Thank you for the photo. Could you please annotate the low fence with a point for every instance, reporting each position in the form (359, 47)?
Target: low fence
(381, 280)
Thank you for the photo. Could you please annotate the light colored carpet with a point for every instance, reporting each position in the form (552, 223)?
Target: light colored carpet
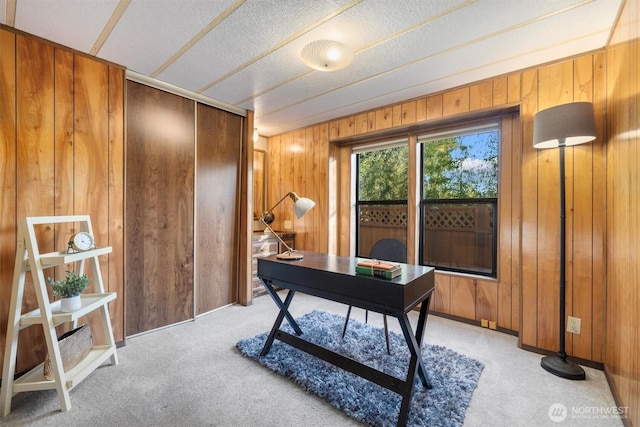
(193, 375)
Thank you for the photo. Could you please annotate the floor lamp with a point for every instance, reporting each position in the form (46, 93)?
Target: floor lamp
(301, 205)
(562, 126)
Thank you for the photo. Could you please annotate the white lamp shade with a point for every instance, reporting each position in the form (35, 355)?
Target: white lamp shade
(326, 55)
(302, 206)
(567, 124)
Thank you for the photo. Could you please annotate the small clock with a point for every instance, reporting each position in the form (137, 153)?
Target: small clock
(81, 241)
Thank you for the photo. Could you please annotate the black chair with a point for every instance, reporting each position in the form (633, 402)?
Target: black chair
(384, 250)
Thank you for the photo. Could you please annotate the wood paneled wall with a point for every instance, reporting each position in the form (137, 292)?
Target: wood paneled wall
(622, 356)
(299, 161)
(528, 198)
(61, 151)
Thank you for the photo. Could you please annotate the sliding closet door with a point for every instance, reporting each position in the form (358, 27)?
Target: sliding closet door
(217, 213)
(159, 208)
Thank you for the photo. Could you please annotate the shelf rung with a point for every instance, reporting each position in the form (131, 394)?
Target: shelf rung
(90, 302)
(62, 257)
(35, 380)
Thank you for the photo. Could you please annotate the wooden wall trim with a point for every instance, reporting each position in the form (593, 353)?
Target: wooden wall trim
(59, 46)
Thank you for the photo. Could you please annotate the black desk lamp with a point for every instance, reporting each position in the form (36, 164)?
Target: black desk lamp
(301, 205)
(562, 126)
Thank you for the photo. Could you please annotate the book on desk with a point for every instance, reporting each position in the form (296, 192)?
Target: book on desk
(382, 269)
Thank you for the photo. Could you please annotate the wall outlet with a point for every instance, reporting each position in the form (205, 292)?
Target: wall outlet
(573, 325)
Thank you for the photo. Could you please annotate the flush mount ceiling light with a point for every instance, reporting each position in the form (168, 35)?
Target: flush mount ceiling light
(326, 55)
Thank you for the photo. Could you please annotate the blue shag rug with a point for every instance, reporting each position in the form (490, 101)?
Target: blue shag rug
(453, 376)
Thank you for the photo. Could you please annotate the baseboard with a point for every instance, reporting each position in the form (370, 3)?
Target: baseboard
(472, 322)
(626, 421)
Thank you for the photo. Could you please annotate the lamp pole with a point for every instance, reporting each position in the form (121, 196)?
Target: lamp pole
(559, 365)
(558, 127)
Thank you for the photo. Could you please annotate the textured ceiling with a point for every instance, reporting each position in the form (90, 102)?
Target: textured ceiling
(246, 53)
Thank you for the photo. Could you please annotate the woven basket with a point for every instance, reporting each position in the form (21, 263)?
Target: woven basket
(74, 346)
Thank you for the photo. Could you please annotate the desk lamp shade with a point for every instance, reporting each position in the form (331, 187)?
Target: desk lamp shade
(301, 205)
(567, 124)
(561, 126)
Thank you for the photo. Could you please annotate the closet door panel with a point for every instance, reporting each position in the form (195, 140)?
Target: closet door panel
(160, 159)
(219, 133)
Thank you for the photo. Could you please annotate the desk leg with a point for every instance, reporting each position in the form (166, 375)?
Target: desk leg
(416, 364)
(284, 312)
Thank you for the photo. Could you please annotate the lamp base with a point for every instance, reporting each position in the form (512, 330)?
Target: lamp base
(290, 255)
(563, 368)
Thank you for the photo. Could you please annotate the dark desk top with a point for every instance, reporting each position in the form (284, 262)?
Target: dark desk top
(333, 277)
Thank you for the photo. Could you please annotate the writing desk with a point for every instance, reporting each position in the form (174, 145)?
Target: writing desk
(333, 277)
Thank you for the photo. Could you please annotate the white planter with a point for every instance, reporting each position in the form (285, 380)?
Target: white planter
(70, 304)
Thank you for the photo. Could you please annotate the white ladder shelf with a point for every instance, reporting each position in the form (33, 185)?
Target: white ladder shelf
(49, 315)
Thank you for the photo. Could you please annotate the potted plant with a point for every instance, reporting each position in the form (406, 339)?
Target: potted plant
(69, 289)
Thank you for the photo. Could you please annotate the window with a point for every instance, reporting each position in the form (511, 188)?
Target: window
(459, 200)
(381, 194)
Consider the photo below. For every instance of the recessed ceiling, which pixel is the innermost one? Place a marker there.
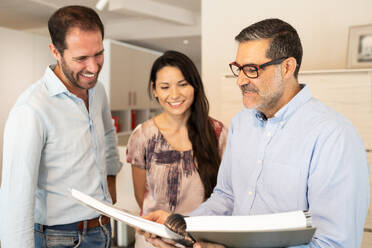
(135, 24)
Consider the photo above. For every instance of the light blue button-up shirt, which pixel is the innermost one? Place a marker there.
(307, 157)
(53, 143)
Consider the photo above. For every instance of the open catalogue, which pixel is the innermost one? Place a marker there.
(268, 230)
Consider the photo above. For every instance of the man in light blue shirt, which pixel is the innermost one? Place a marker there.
(287, 151)
(59, 135)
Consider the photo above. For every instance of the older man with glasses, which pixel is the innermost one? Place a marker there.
(286, 150)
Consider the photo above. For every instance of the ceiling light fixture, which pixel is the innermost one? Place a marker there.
(101, 4)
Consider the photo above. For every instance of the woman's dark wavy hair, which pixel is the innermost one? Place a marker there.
(200, 130)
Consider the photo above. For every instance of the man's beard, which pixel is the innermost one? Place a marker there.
(74, 79)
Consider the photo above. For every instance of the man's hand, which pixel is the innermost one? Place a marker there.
(111, 182)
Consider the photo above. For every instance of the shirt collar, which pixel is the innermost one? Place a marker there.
(53, 83)
(287, 110)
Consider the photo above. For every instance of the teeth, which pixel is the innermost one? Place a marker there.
(87, 75)
(175, 103)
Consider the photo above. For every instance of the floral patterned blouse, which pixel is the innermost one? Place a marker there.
(173, 183)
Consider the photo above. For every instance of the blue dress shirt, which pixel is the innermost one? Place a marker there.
(306, 157)
(53, 143)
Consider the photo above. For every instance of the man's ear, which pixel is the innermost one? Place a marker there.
(54, 51)
(288, 67)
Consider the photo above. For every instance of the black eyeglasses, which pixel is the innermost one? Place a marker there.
(251, 70)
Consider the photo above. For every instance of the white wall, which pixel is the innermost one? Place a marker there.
(23, 59)
(322, 25)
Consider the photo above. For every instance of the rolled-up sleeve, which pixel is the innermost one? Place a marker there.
(23, 143)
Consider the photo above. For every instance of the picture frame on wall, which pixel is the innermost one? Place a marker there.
(360, 47)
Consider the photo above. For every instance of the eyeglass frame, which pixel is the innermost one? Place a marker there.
(257, 67)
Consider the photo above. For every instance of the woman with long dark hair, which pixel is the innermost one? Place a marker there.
(175, 156)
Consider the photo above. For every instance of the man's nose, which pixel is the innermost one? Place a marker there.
(174, 92)
(92, 65)
(242, 79)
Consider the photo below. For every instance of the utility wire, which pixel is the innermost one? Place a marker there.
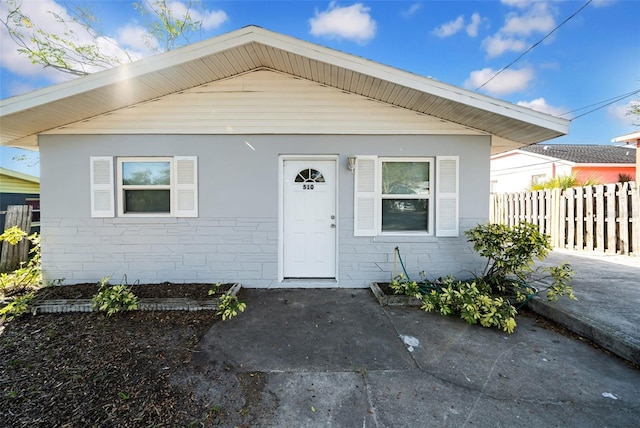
(535, 44)
(615, 100)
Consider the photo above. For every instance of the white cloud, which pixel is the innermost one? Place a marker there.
(452, 27)
(602, 3)
(498, 44)
(537, 19)
(350, 22)
(518, 3)
(531, 18)
(472, 28)
(137, 38)
(411, 10)
(507, 82)
(213, 19)
(449, 28)
(540, 104)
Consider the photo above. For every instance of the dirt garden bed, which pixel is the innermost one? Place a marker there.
(129, 370)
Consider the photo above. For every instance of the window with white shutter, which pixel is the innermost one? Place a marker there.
(186, 186)
(364, 210)
(447, 190)
(101, 172)
(144, 186)
(403, 196)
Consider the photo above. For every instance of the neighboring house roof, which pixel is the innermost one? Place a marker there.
(17, 182)
(585, 154)
(23, 117)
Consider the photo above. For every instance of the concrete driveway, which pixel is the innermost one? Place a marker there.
(337, 358)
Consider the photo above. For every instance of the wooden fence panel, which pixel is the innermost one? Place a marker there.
(612, 226)
(13, 255)
(603, 218)
(623, 219)
(600, 219)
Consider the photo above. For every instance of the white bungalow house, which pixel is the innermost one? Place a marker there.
(258, 158)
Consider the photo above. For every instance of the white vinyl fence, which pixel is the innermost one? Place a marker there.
(603, 218)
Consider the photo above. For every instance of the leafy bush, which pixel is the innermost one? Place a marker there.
(28, 276)
(510, 253)
(114, 298)
(473, 301)
(229, 306)
(488, 300)
(563, 182)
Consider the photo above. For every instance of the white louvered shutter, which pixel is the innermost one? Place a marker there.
(364, 210)
(102, 188)
(447, 194)
(185, 173)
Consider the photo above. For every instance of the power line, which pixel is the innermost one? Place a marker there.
(535, 44)
(614, 99)
(621, 97)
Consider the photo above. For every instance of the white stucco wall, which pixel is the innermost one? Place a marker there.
(235, 236)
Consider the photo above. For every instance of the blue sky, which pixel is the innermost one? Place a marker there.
(592, 58)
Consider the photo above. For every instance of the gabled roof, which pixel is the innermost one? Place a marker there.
(582, 153)
(23, 117)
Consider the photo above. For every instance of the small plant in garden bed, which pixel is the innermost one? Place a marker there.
(114, 298)
(228, 304)
(490, 298)
(17, 288)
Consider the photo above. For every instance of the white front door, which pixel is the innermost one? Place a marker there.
(309, 223)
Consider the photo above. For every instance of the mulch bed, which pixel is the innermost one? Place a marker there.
(163, 290)
(134, 369)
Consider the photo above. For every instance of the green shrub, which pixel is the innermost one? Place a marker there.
(114, 298)
(229, 306)
(488, 300)
(510, 253)
(474, 302)
(28, 276)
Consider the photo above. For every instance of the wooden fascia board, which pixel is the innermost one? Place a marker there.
(604, 165)
(289, 44)
(420, 83)
(19, 175)
(119, 74)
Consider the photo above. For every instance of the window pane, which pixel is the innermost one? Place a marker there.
(147, 201)
(405, 178)
(409, 215)
(146, 173)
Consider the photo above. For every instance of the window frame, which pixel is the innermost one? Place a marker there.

+ + + +

:: JOB ::
Reproduce, word for word, only the lines from the one that contains "Consider the photo above. For every instance of the power" through the final line.

:: TASK ANSWER ::
Consider the photo above. For every instance of the power line, which pixel is the innermost one? Place a marker there.
(535, 44)
(614, 99)
(621, 97)
Consider the photo above. For every instance of the white stucco wall, which pixel is the innermost one? Place a marker there.
(235, 236)
Consider the photo above. For every instance of the blue sky, which pixel is the innermost one? Place a marker there.
(592, 58)
Consider the photo above. For every instance of the gabled roof, which pixel is the innermost one? Place a marker there.
(582, 153)
(23, 117)
Consider the photo above. For every instance of the small plant in garden bed, which pixel is the innermost one? Place a marker there.
(114, 298)
(228, 304)
(490, 298)
(17, 288)
Consider the photo above. For every instance of the white front door, which pixel is the innermost one? Place a marker there.
(309, 223)
Consider the photo above. For every instance of the mulch bed, which pixel is the innermost one? Place a marker there.
(163, 290)
(134, 369)
Consider the photo above. For every instance of the green shrub, which pixel is the innermost one? Place a marker there.
(114, 298)
(229, 306)
(488, 300)
(510, 253)
(474, 302)
(28, 276)
Consider the photo above. For every instance of the wooden fascia board, which pixel is the innermost one? Place a marker there.
(604, 165)
(289, 44)
(420, 83)
(19, 175)
(119, 74)
Consider the photo above. For every instance of the window pane, which pixel is the innermost one? Place a marker there.
(147, 201)
(405, 178)
(409, 215)
(146, 173)
Consider the photo above. For every instance of the window frame, which pixel is the innermost one? Place a marker there.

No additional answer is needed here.